§ ESTRATTO DI PARTENZA
————
10. Contro questo provvedimento la ricorrente ha presentato impugnazione con atto notificato l’11 aprile 2005 e depositato il 2 maggio 2005 (ricorso n. 562/2005). Le censure sono così sintetizzabili: (i) violazione degli art. 35 e 39 della LR 14/1998, in quanto la permanenza delle strutture produttive è consentita anche dopo la cessazione della cava di produzione, essendo ammessa l’estrazione di materiale anche nella fase del riassetto e del ripristino ambientale; (ii) travisamento dei fatti e del quadro normativo, in quanto il mantenimento di un impianto di betonaggio in un contesto agricolo sarebbe compatibile sia con la temporanea prosecuzione dell’attività estrattiva sia con le esigenze di ripristino ambientale dei luoghi.
————
§ MATERIALE ESTRATTO
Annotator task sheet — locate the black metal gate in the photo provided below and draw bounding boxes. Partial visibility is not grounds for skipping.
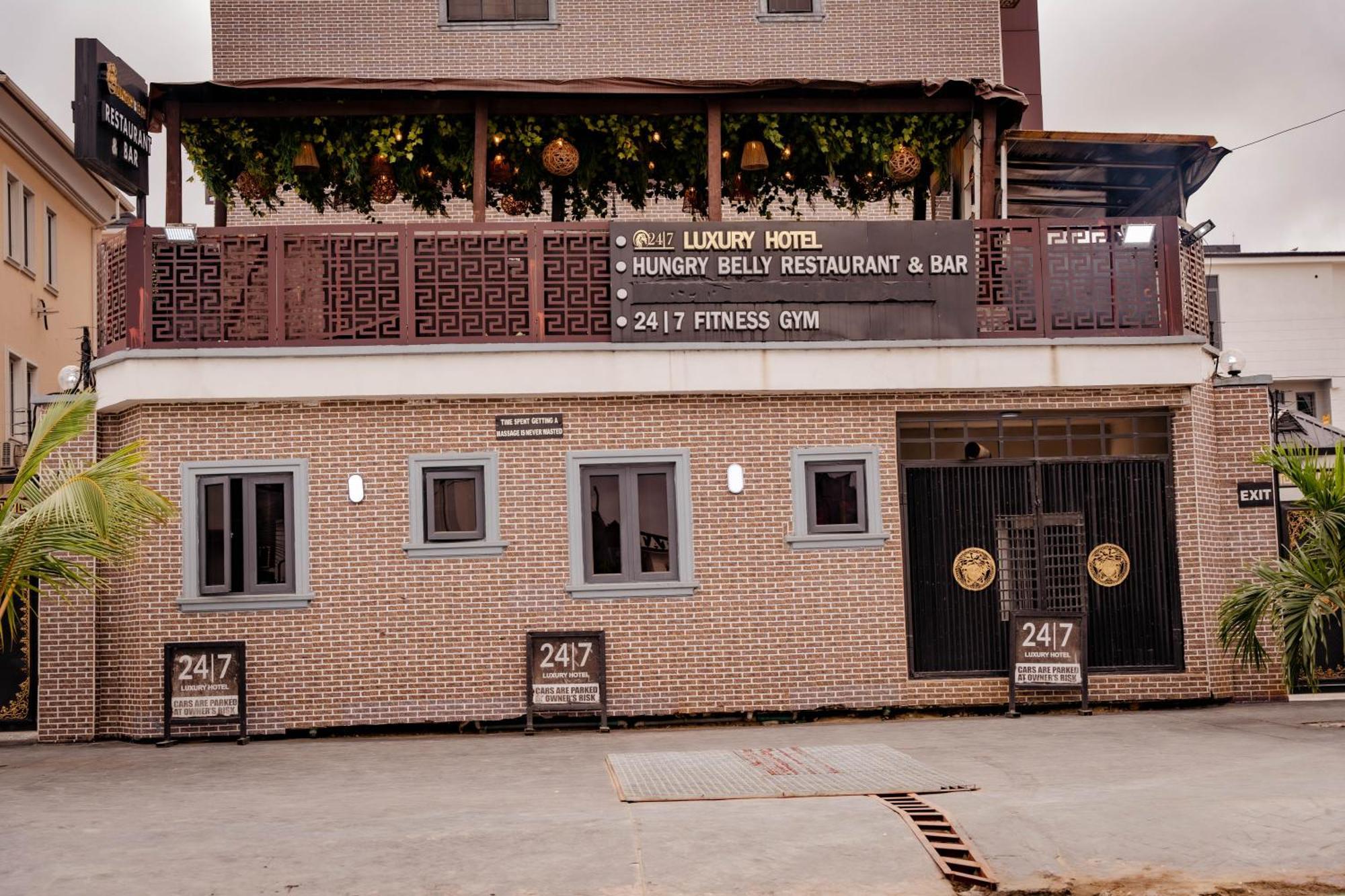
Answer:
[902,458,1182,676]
————
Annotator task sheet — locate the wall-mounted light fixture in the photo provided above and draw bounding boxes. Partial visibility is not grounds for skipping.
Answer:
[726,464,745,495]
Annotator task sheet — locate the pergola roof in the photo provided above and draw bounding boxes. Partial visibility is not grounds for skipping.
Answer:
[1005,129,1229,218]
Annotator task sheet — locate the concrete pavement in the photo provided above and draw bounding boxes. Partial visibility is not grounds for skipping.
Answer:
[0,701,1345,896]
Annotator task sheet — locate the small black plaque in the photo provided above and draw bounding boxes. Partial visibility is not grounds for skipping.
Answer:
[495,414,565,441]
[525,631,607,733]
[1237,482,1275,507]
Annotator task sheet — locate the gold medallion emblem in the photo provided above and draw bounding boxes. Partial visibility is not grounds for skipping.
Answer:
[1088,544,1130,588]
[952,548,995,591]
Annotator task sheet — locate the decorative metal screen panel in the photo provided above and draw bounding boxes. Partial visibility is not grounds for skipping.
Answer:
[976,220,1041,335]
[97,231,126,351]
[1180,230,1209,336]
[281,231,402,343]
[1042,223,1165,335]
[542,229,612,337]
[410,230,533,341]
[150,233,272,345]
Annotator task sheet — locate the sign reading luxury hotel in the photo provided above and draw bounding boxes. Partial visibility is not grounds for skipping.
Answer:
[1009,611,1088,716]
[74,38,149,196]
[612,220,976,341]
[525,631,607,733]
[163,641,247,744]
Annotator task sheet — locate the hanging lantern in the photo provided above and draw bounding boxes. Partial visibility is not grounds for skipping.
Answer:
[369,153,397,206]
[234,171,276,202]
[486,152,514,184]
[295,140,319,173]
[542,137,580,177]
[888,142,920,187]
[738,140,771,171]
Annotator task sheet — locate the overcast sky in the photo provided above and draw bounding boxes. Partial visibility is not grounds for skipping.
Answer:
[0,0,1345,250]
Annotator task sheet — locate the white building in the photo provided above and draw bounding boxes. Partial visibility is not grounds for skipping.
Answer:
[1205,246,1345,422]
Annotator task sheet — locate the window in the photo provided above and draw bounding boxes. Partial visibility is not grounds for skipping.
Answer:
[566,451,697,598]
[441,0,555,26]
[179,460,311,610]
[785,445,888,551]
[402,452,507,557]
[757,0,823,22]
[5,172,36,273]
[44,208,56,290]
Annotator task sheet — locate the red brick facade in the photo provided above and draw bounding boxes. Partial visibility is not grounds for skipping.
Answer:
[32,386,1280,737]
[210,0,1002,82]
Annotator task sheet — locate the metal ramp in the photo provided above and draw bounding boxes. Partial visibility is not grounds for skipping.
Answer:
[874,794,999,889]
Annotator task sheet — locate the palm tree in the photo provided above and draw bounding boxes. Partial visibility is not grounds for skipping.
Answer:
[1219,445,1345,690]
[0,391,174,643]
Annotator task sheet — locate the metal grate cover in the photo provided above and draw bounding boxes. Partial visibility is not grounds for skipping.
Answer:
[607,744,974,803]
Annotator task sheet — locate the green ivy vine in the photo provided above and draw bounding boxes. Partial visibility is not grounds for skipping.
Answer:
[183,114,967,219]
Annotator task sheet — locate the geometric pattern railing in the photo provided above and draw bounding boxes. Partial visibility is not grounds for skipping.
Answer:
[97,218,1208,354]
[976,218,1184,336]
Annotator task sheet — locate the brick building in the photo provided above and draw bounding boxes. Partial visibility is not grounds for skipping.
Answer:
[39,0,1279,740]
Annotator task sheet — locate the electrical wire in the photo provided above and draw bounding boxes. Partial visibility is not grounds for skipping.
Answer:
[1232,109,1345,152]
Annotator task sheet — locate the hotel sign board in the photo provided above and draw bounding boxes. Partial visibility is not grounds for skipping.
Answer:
————
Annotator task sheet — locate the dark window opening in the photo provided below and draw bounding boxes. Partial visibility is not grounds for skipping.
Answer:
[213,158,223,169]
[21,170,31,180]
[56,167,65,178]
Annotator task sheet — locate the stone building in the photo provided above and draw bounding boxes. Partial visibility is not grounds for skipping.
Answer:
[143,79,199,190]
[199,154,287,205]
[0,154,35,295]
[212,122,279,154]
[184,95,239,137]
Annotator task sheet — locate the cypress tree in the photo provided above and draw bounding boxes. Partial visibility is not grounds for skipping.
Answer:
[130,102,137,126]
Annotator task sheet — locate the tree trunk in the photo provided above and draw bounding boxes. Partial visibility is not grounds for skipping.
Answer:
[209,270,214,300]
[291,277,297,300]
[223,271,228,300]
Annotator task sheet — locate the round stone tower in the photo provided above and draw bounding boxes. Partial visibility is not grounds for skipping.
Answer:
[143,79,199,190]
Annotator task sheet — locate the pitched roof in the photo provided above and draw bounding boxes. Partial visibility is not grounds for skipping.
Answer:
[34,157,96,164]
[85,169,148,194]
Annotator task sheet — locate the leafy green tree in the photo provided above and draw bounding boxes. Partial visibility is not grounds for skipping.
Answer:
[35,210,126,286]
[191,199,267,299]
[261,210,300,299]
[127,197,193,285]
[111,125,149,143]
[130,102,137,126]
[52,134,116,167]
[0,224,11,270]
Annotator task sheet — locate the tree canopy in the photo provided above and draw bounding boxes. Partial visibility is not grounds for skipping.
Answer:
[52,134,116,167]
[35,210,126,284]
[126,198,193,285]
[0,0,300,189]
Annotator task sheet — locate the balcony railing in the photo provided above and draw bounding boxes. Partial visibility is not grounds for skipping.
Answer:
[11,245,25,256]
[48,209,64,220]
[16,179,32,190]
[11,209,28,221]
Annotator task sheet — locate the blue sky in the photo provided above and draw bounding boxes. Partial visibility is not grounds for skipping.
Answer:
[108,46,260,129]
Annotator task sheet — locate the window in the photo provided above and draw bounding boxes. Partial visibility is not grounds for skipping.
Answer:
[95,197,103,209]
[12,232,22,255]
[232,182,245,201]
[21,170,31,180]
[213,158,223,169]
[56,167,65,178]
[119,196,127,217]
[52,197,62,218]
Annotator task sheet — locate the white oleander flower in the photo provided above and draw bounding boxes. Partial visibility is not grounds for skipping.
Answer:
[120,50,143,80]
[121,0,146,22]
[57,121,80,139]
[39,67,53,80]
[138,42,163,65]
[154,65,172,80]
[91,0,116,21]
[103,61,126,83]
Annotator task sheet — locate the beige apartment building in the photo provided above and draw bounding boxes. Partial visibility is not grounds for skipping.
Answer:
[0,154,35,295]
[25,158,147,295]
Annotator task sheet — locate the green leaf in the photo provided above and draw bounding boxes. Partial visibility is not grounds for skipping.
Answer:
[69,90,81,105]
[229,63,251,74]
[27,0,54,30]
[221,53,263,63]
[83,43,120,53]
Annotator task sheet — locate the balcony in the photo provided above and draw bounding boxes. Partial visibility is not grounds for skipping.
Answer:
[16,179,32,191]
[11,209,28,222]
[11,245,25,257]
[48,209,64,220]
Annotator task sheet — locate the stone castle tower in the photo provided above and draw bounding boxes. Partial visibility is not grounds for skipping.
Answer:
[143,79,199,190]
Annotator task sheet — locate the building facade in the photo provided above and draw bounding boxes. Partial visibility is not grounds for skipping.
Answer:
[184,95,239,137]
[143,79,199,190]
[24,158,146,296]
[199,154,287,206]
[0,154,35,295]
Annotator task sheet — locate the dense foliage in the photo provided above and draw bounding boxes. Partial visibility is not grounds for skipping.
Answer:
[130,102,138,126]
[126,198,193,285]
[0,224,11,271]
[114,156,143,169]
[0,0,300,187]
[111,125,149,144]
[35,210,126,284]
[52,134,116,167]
————
§ CONSEGNA 1
Secondo l'estratto sul ricorso, in quale data è stato notificato l'atto di impugnazione?
§ CONSEGNA 2
Ripeti senza alcuna modifica la parte dell'estratto sul ricorso che si apre con le parole contenenti "10. Contro questo" e si chiude con "ambientale dei luoghi.".
Il materiale è distinto dall'estratto e costituisce un insieme a sé.

§ SOLUZIONE 1
L'atto di impugnazione è stato notificato l'11 aprile 2005.

§ SOLUZIONE 2
10. Contro questo provvedimento la ricorrente ha presentato impugnazione con atto notificato l’11 aprile 2005 e depositato il 2 maggio 2005 (ricorso n. 562/2005). Le censure sono così sintetizzabili: (i) violazione degli art. 35 e 39 della LR 14/1998, in quanto la permanenza delle strutture produttive è consentita anche dopo la cessazione della cava di produzione, essendo ammessa l’estrazione di materiale anche nella fase del riassetto e del ripristino ambientale; (ii) travisamento dei fatti e del quadro normativo, in quanto il mantenimento di un impianto di betonaggio in un contesto agricolo sarebbe compatibile sia con la temporanea prosecuzione dell’attività estrattiva sia con le esigenze di ripristino ambientale dei luoghi.